* Textauszug:
Otto Zollinger, links
im Gespräch mit Ueli Prager
1950er Jahre
In den 1950er-Jahren realisierte Otto Zollinger diverse Einfamilienhäuser und öffentliche Bauten, welche alle, von mir aus gesehen, im ähnlichen Stil erstellt sind. Merkmale sind Holzteile und sichtbare Backsteine an und in der Fassade sowie die Anlegung der Schrägdächer.
1948. Schwimmbad Adliswil. Das ehemalige Garderobegebäude steht noch, wird von einer Therapie genutzt und steht leider sehr vernachlässigt da. Interessant die treibhausähnlichen, grossen, schrägen Fenster.
1953. Einfamlienhaus Freda Zollinger-Streiff, Küsnacht. Otto Zollinger baute es während seiner dritten Ehe für seine zweite Ehefrau, meine Grossmutter. Sie hatte auch viele Dekorationsmalereien für ihn gemacht in Gebäuden während der Saarbrückner-Zeit und auch in Mövenpicks. In einer gewissen Weise erinnert das Haus an die Villa Streiff, ebenfalls in Küsnacht, und zwar durch die überragende Oeffnung auf die Seeseite und dem relingartigen grossen Balkon, platziert in einer Wiese, aber infolge des Holzes vielleicht mehr an ein Segelschiff als einen Ozeandampfer. Infolge Erbfolge war es nicht möglich, das Haus in der Familie zu behalten und ist heute durch einen Neubau ersetzt.

* Arbeitsauftrag A: Wofür wird das ehemalige Garderobegebäude des Schwimmbads Adliswil laut dem Text über Otto Zollinger heute genutzt?
* Arbeitsauftrag B: Führe den Text über Otto Zollinger im Anschluss an seinen letzten Satz weiter.

* Datenauszüge:
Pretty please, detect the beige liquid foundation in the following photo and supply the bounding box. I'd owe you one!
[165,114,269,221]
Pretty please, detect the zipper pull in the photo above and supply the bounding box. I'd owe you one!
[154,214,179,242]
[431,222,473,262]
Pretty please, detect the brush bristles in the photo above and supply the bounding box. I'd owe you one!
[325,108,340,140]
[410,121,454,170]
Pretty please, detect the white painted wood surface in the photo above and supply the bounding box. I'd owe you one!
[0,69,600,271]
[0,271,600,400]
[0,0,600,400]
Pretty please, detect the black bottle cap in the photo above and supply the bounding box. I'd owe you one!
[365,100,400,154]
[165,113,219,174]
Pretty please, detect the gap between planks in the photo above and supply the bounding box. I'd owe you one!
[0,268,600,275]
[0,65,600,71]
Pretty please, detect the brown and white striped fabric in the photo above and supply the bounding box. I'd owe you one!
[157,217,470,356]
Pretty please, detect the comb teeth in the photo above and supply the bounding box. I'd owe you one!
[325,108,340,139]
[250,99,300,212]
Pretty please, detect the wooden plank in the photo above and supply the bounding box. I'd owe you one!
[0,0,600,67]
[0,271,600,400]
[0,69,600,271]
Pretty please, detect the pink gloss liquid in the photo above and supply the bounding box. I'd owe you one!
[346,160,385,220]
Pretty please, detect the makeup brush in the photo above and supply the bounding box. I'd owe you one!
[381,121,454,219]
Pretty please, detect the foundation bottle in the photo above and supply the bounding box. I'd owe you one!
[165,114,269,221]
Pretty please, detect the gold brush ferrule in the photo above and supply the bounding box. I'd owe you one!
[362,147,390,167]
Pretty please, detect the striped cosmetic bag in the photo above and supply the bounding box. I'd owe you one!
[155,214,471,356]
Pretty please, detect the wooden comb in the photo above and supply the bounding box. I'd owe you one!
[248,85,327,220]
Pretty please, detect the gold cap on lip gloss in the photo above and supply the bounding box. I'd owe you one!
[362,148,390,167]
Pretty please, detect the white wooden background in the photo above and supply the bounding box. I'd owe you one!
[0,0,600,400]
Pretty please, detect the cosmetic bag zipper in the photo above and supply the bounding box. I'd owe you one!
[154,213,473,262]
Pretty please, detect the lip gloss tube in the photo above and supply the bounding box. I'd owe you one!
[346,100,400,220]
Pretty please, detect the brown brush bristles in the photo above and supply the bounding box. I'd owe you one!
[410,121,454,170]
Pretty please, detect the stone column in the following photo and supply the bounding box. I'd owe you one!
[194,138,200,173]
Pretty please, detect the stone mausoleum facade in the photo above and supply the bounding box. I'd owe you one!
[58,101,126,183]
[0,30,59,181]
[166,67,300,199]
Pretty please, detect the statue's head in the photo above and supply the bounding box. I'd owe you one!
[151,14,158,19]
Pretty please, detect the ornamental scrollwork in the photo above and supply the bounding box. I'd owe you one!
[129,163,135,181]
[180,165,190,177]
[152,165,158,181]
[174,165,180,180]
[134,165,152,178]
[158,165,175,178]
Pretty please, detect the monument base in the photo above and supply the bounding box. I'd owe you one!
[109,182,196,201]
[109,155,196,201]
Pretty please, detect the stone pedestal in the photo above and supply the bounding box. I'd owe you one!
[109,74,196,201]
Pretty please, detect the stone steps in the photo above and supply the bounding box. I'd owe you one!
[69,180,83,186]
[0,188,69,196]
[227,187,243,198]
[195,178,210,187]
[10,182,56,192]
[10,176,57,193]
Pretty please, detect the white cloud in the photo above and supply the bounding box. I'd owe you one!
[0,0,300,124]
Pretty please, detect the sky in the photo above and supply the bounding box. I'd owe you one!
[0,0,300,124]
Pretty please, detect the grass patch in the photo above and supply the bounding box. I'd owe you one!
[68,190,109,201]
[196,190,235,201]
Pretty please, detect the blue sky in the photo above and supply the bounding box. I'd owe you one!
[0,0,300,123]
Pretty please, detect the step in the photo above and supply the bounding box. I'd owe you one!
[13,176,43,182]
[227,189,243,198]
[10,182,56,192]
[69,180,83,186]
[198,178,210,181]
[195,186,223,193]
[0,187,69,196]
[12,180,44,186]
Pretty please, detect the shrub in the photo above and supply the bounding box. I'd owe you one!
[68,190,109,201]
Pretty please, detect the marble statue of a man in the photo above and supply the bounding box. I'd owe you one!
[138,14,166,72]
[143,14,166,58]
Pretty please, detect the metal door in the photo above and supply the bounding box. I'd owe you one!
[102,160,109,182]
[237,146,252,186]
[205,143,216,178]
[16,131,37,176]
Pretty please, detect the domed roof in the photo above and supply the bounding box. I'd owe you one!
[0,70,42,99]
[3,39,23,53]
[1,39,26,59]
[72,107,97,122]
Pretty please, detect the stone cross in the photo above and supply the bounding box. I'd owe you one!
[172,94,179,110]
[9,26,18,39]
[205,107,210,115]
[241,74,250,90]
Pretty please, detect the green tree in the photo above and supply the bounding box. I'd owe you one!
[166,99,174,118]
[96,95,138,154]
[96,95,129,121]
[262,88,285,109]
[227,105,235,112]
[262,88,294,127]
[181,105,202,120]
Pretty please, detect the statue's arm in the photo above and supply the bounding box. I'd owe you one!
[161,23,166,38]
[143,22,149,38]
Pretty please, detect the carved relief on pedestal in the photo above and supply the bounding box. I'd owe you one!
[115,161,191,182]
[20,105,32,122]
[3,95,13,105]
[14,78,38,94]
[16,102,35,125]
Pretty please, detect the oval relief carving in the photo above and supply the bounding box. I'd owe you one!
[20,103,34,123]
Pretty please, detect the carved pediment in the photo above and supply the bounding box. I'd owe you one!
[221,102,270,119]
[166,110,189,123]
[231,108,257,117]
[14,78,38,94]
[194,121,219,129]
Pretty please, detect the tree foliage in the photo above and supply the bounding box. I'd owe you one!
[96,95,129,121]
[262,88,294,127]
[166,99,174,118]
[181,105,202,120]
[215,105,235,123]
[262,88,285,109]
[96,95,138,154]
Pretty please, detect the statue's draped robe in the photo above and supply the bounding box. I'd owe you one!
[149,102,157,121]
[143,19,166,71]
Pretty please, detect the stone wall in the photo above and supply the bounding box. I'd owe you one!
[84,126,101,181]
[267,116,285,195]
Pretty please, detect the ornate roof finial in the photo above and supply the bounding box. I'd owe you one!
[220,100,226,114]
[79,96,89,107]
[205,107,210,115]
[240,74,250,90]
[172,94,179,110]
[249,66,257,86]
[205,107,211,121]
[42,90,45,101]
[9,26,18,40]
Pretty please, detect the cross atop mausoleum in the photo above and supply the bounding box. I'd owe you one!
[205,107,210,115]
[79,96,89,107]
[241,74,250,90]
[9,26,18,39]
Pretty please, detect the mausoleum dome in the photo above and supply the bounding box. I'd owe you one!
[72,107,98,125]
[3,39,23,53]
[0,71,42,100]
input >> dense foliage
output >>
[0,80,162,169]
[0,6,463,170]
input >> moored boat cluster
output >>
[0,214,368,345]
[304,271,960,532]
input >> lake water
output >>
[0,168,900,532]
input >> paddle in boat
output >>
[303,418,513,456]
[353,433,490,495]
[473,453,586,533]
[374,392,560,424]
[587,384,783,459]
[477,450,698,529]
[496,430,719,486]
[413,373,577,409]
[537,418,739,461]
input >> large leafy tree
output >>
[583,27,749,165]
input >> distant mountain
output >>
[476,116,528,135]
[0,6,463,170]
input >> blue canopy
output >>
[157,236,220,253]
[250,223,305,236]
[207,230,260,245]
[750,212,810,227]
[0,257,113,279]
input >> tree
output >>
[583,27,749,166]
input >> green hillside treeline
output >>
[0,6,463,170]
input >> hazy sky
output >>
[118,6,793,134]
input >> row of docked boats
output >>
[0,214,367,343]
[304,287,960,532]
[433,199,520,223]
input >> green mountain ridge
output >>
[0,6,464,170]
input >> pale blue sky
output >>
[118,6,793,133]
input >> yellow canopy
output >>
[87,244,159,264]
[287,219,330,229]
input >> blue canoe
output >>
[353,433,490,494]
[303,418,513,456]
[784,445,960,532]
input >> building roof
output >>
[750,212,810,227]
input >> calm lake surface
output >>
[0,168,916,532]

* Lösung A: Es wird von einer Therapie genutzt.

* Lösung B:
1956. Abdankungshalle Friedhof Adliswil. Heute nicht mehr als solche genutzt und heisst jetzt Helen Dahm-Haus. Grosse Wandfresken von Helen Dahm, einer Künstlerfreundin. Eine Auffrischung täte gut.
1958. Seilbahn Adliswil-Felsenegg, Tal- und Bergstation. Heute glücklicherweise sorgfältig renoviert, dem Zeitgeist entsprechend in gepflegtem Grau und Weiss und nicht mehr in den ursprünglichen Farben mit Gelb und ziegelroten Backsteinen.
1959. Haus Deslarzes, Adliswil. Bis heute konnten weder ich noch das Bauamt herausfinden, ob das Haus noch steht.
1950er. Haus Otto Zollinger, Hündlistrasse, Adliswil. Sein kleines Einfamilienhaus ist heute durch einen Neubau ersetzt, aber es steht talseits noch das von Zollinger erstellte Nachbarhaus, welches nach meiner Kindheitserinnerung gleich oder sehr ähnlich ist. Dieses sieht leider sehr vernachlässigt aus und ich zeige deshalb keine Foto.